• _Stored data_:
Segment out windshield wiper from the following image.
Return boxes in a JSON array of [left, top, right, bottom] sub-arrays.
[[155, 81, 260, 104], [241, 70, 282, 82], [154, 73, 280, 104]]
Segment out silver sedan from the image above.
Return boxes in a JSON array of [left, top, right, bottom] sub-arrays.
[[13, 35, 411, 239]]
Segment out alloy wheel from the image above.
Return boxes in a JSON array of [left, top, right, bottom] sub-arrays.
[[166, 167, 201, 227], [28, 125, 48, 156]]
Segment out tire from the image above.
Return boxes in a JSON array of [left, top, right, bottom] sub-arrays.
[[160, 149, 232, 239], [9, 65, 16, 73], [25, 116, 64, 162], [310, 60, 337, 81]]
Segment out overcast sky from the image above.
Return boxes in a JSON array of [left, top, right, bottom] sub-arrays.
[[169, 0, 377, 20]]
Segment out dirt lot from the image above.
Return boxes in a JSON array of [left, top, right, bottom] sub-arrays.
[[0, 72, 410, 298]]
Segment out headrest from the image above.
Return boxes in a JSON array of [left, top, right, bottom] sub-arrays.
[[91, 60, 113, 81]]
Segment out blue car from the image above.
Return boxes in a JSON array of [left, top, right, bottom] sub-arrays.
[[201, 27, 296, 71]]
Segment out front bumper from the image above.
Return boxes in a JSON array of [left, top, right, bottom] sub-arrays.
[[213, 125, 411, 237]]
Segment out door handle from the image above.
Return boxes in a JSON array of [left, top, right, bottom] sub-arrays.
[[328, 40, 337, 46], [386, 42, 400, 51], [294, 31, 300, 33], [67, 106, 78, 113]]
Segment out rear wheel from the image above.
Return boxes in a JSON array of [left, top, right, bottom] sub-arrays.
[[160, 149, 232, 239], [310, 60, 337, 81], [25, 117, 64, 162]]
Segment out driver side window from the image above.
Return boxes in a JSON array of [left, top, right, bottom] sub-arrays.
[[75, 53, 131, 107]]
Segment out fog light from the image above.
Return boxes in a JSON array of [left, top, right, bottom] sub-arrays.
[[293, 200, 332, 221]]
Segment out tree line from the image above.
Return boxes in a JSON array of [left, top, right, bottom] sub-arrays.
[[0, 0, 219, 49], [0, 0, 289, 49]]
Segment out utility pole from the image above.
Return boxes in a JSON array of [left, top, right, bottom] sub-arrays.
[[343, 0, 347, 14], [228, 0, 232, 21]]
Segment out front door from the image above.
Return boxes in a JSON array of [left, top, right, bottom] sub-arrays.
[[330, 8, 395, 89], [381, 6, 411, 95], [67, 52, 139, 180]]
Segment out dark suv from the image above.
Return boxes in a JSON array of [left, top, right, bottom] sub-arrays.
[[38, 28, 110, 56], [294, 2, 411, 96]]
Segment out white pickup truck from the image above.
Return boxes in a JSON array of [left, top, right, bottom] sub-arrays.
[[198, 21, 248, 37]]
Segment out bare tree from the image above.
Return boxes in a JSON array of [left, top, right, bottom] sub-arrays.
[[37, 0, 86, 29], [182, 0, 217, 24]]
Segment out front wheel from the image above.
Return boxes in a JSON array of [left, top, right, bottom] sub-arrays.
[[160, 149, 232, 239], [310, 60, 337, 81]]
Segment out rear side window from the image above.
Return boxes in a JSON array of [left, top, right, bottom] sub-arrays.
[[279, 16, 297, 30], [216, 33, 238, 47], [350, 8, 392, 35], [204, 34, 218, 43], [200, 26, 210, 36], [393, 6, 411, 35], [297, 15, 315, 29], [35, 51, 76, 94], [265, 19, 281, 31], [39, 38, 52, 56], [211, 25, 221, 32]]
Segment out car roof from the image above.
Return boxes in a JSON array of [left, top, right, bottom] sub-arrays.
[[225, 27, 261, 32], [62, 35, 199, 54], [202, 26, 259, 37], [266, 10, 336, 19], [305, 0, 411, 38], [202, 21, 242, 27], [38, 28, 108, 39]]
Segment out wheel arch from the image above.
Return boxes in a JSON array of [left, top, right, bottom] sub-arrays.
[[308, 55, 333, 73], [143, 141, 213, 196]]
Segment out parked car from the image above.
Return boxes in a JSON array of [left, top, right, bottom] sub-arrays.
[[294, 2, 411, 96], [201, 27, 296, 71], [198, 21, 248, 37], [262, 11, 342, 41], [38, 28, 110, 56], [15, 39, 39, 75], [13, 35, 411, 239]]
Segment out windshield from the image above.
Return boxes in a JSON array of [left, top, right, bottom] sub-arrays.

• _Task requirements_:
Each line of the records that contains the string "window" must be copied.

• _Problem solution_:
Segment out driver side window from the image above.
Segment out rear side window from the image above.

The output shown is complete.